*TASK TO CARRY OUT*
Swap "rough mask" for "coarse mask" throughout the lines below and leave everything else unchanged. Omit the pictures from your answer.

(Records in a dataset)
::::::::

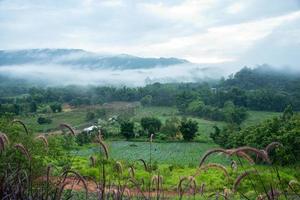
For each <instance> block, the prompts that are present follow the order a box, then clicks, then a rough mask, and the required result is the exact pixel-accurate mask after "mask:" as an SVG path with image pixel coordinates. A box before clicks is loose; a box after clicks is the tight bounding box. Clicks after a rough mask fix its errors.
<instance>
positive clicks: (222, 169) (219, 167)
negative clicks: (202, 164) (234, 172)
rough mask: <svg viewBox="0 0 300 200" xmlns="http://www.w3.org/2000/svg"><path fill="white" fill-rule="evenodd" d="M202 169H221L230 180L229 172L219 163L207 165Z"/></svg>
mask: <svg viewBox="0 0 300 200" xmlns="http://www.w3.org/2000/svg"><path fill="white" fill-rule="evenodd" d="M202 168H203V169H204V170H207V169H209V168H214V169H220V170H221V171H223V172H224V175H225V176H226V177H227V178H229V174H228V172H227V169H226V167H224V166H223V165H221V164H218V163H209V164H207V165H204V166H202Z"/></svg>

::::::::

*RESPONSE TO THIS TASK*
For each <instance> block, the prompts that are present follow the order a box, then clicks, then a coarse mask, and the required result is the exact pixel-accurate mask after "mask:" as an SVG path with image pixel coordinates. A box before clicks is loose; a box after clicks is the tight bounding box. Clicks after a coarse mask fix its errors.
<instance>
positive clicks: (222, 169) (219, 167)
negative clicks: (202, 164) (234, 172)
coarse mask: <svg viewBox="0 0 300 200" xmlns="http://www.w3.org/2000/svg"><path fill="white" fill-rule="evenodd" d="M202 169H221L230 180L229 172L219 163L207 165Z"/></svg>
mask: <svg viewBox="0 0 300 200" xmlns="http://www.w3.org/2000/svg"><path fill="white" fill-rule="evenodd" d="M202 168H203V169H204V170H207V169H209V168H214V169H220V170H221V171H223V172H224V175H225V176H226V177H227V178H229V174H228V172H227V169H226V167H224V166H223V165H221V164H218V163H209V164H207V165H204V166H202Z"/></svg>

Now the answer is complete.